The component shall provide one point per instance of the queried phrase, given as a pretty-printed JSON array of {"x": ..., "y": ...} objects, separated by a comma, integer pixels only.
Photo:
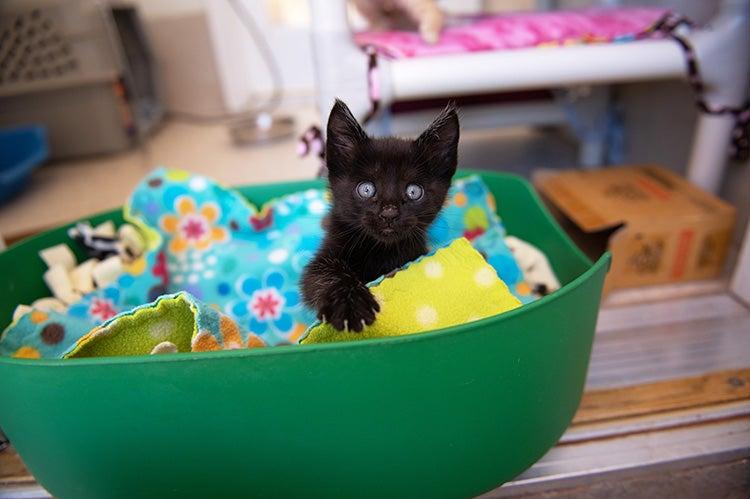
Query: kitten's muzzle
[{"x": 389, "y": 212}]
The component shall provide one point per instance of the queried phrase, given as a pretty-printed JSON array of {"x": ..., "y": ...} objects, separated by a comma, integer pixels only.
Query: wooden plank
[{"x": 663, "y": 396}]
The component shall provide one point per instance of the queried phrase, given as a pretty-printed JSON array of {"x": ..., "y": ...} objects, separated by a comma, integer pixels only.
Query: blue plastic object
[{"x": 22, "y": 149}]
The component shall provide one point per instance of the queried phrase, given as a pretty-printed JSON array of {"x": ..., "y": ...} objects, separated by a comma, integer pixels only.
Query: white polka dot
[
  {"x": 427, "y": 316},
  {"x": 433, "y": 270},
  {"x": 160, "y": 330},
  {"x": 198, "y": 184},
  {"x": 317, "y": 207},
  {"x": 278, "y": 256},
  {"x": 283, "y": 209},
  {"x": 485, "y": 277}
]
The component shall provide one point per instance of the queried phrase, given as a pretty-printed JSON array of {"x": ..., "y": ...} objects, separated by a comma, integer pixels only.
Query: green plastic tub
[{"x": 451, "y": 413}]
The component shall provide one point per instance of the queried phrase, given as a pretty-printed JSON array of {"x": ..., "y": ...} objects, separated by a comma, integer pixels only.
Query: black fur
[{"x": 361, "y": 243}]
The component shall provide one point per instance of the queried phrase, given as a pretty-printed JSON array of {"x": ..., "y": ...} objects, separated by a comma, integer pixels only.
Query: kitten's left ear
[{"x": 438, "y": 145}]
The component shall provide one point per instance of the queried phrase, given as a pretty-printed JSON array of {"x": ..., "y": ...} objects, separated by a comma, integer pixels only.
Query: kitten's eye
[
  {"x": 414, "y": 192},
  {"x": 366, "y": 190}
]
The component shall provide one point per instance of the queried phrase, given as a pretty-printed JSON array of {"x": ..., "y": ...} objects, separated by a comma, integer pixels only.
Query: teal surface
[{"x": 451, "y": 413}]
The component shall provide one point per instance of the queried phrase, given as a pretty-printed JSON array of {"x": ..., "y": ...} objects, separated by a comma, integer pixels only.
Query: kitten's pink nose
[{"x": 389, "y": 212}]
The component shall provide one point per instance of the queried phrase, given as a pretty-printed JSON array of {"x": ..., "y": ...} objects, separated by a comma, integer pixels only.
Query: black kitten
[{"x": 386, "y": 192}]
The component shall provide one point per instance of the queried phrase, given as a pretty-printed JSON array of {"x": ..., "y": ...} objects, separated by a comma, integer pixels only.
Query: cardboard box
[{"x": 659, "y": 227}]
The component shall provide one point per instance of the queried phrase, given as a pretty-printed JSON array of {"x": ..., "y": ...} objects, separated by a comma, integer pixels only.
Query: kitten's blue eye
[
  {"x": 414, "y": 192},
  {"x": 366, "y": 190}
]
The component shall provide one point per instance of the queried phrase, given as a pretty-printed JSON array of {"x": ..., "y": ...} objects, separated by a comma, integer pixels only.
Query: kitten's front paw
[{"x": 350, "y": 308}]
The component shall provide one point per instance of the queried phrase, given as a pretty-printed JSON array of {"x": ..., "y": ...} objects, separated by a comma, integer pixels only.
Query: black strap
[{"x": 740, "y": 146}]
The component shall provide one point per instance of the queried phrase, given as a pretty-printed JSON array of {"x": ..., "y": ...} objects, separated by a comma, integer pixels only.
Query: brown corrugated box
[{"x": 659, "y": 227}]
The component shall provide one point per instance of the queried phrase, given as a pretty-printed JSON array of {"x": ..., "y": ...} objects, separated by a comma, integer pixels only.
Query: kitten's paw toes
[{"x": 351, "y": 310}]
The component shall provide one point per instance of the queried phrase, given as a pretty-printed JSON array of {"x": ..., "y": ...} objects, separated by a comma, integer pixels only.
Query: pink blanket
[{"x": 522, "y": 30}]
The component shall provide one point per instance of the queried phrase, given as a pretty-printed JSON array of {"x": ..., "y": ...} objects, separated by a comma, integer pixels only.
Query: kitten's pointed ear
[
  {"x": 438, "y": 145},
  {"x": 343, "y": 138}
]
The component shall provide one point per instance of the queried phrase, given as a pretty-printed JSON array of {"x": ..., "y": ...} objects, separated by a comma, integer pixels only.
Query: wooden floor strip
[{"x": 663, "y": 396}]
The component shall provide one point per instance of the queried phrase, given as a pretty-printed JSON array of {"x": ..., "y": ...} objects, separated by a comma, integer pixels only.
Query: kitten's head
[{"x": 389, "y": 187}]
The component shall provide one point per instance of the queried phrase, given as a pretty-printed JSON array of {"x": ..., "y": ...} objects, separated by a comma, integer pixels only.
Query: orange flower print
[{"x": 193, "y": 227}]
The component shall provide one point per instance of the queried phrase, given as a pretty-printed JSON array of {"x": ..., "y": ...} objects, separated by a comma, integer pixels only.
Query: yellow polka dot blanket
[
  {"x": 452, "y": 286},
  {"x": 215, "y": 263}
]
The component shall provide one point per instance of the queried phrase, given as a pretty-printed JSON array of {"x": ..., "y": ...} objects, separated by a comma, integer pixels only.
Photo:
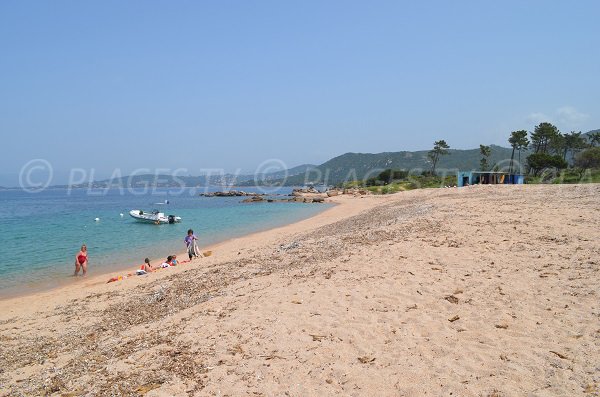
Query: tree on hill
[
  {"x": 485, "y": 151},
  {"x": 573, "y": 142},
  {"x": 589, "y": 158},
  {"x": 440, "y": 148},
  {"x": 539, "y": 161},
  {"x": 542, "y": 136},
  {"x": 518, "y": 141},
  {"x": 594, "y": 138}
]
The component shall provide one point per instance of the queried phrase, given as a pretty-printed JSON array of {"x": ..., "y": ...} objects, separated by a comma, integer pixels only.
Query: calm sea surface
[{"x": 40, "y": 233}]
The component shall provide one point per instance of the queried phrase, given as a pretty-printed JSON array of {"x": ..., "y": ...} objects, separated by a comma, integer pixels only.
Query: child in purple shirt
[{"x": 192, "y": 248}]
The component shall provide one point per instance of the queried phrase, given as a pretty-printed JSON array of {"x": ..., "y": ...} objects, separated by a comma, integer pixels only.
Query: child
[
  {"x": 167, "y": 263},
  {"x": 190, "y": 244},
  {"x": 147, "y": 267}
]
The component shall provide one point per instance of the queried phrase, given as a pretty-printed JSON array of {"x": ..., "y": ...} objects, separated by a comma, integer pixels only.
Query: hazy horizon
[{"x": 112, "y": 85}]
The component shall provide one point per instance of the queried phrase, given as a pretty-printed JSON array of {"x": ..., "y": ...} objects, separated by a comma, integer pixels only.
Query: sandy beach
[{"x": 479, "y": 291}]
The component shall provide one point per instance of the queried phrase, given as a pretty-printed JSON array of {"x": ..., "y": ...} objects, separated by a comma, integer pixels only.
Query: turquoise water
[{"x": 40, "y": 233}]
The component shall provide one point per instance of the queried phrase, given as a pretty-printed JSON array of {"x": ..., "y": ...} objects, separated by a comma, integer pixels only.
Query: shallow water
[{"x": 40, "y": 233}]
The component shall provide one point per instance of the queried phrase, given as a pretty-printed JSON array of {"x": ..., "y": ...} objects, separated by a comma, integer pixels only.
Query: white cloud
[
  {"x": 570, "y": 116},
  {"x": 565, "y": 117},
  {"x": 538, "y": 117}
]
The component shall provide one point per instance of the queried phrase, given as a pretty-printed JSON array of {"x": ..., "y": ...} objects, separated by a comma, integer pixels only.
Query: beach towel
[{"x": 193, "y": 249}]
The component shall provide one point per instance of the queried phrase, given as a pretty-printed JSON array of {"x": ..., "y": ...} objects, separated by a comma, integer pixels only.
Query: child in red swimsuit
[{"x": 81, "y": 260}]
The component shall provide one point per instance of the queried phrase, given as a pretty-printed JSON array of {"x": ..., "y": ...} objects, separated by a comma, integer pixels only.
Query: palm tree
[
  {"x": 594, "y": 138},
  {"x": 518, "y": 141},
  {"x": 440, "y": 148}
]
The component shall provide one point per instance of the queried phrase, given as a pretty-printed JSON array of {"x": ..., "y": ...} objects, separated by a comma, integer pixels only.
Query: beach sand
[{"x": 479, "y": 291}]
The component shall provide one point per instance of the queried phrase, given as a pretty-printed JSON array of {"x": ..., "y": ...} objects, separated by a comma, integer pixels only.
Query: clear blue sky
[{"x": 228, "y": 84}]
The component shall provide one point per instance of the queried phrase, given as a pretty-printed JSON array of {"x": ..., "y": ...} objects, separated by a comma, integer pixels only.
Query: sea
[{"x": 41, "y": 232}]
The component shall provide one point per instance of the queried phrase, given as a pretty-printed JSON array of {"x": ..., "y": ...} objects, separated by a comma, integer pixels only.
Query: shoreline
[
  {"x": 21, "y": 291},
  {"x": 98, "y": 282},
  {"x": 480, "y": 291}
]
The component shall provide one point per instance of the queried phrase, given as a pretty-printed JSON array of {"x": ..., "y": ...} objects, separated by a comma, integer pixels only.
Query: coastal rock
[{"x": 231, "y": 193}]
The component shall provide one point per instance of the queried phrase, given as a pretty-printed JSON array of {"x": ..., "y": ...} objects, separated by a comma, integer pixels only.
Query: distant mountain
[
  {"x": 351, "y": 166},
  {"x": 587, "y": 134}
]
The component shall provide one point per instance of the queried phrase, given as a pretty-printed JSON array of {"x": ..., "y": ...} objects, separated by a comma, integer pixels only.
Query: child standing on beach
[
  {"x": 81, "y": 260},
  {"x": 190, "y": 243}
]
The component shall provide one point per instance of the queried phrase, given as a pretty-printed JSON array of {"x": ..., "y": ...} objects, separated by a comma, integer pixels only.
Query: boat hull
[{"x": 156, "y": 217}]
- - - - -
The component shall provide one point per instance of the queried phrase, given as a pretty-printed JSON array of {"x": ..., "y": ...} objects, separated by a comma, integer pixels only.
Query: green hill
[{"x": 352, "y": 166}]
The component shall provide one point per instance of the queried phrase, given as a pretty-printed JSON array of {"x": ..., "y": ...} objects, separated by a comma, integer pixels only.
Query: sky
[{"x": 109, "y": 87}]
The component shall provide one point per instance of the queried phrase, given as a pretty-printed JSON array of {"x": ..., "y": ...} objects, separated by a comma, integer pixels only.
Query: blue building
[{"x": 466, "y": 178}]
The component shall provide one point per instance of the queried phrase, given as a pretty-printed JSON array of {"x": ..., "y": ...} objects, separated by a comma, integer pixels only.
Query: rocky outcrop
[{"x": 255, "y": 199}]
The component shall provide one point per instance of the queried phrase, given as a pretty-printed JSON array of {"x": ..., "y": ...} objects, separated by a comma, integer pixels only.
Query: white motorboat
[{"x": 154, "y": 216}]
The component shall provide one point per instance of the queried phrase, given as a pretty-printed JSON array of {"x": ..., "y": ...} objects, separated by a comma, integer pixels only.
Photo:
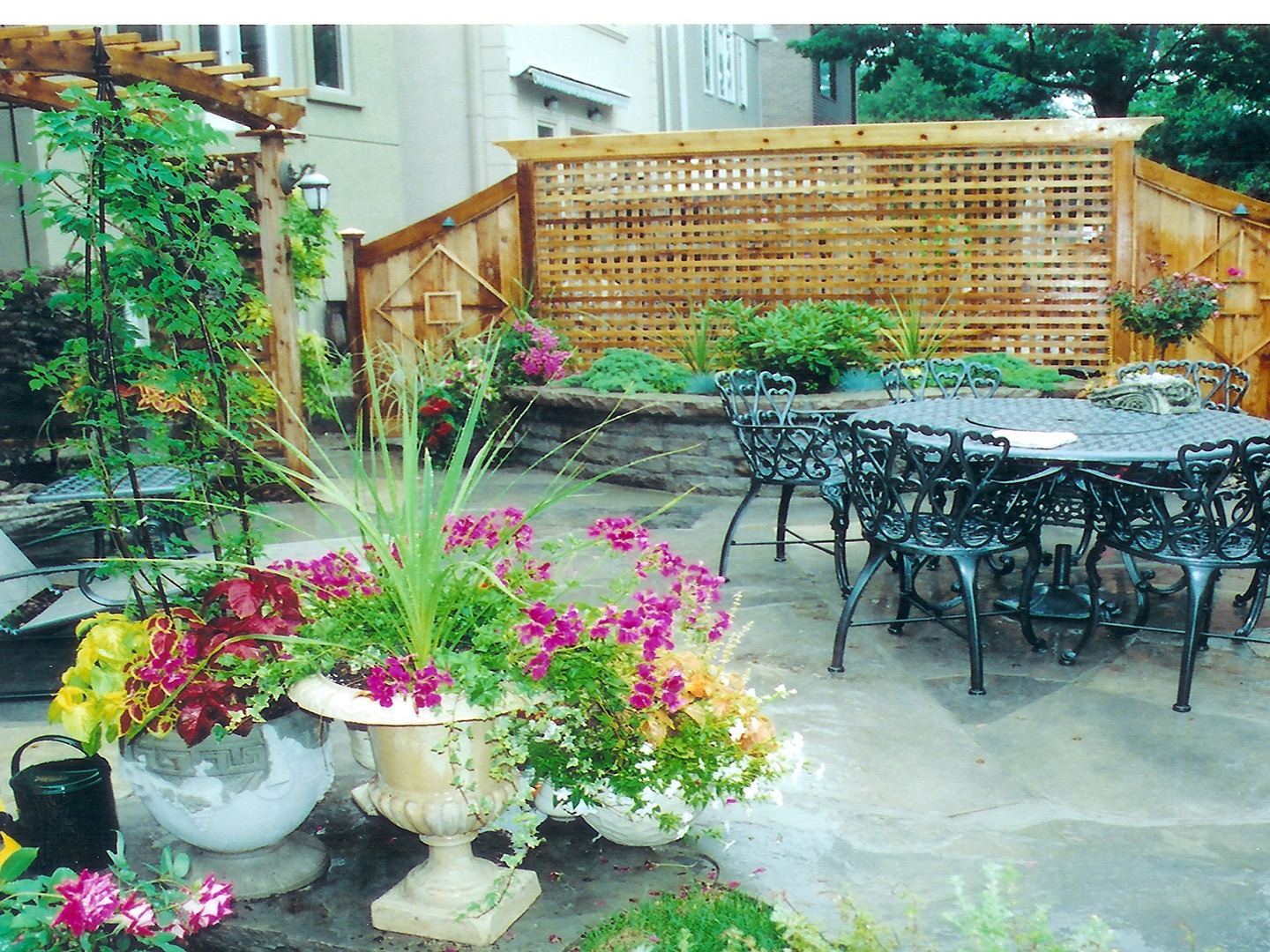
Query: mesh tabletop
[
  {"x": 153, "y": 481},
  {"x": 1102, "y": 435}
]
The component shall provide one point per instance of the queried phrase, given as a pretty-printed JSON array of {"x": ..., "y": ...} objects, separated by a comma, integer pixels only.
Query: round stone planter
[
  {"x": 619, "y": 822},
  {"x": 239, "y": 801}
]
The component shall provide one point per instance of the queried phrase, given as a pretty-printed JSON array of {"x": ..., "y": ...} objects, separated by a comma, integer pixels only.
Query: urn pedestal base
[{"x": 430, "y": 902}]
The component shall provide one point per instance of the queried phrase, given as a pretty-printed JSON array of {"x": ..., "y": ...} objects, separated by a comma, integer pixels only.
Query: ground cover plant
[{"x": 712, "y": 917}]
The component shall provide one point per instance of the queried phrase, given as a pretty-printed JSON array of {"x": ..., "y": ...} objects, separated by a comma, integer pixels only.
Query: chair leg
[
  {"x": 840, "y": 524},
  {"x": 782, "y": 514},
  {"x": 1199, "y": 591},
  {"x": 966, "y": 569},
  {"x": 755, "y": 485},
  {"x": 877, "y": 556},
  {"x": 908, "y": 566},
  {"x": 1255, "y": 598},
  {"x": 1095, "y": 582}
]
- - - - -
Brief = Which lines above contain the word "green"? Pull out every one of them in full, treating uppercase and lowercase as different.

Task result =
Query: green plastic tub
Query: green hill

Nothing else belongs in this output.